[[ Provided passage, beginning ]]
Monday, March 07, 2011

Thank God we're not Charlie Sheen. Right?


Forgive me, Father, for I have sinned.

Here I am, watching Charlie Sheen's psychotic break -- live on tape on Ustream -- and I can't turn away, which would be decent. No, instead, I'm sitting here transfixed as he rants and raves to a sycophantic Baba Booey, the Howard Stern sidekick and executive producer, resplendent in his bed hair, 12 o'clock-the-next-day shadow and snorting a cigarette like it's a line of Colombia's finest.

What I seem to be doing is watching a suicide for my own amusement. I -- we -- may be sicker than the man ranting for the camera about his "tiger blood."

In my defense, feeble as that might be, this is the cultural moment you can't ignore. I'm not entirely sure what that moment is yet, but I know Charlie Sheen is a metaphor for the rest of us -- for our Western society -- in some important manner.
[[ Provided passage, end ]]
[[ Extracted records, beginning ]]
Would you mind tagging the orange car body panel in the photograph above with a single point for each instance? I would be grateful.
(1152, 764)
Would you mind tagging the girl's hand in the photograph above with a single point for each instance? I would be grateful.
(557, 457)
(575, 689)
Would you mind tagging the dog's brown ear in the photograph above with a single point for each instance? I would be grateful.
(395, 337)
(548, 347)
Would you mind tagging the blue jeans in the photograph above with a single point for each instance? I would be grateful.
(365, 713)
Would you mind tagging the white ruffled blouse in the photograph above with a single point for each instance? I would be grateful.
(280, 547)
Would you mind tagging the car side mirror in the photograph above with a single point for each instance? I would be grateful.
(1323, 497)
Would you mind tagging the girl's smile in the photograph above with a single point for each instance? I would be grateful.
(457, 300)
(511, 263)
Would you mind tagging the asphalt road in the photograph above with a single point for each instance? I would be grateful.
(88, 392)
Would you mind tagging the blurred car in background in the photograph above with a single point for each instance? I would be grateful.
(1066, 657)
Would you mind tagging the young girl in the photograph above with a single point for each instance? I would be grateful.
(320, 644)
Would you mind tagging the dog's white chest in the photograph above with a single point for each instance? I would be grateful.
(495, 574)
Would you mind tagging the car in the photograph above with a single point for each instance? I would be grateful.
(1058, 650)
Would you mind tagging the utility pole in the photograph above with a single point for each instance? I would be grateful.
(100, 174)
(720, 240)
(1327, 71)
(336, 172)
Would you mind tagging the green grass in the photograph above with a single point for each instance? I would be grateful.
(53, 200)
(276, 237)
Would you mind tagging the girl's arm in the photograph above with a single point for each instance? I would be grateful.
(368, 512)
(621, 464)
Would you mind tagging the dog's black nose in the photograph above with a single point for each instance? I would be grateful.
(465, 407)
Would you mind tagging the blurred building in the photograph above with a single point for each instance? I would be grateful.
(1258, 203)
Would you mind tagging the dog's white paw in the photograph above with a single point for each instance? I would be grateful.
[[ Extracted records, end ]]
## Check your understanding
a – Return the Charlie Sheen post word for word, from "Here I am, watching" to "some important manner.".
b – In the Charlie Sheen post, where is the writer watching Charlie Sheen's rant?

## Responses by item number
a –
Here I am, watching Charlie Sheen's psychotic break -- live on tape on Ustream -- and I can't turn away, which would be decent. No, instead, I'm sitting here transfixed as he rants and raves to a sycophantic Baba Booey, the Howard Stern sidekick and executive producer, resplendent in his bed hair, 12 o'clock-the-next-day shadow and snorting a cigarette like it's a line of Colombia's finest.

What I seem to be doing is watching a suicide for my own amusement. I -- we -- may be sicker than the man ranting for the camera about his "tiger blood."

In my defense, feeble as that might be, this is the cultural moment you can't ignore. I'm not entirely sure what that moment is yet, but I know Charlie Sheen is a metaphor for the rest of us -- for our Western society -- in some important manner.

b – On Ustream, live on tape.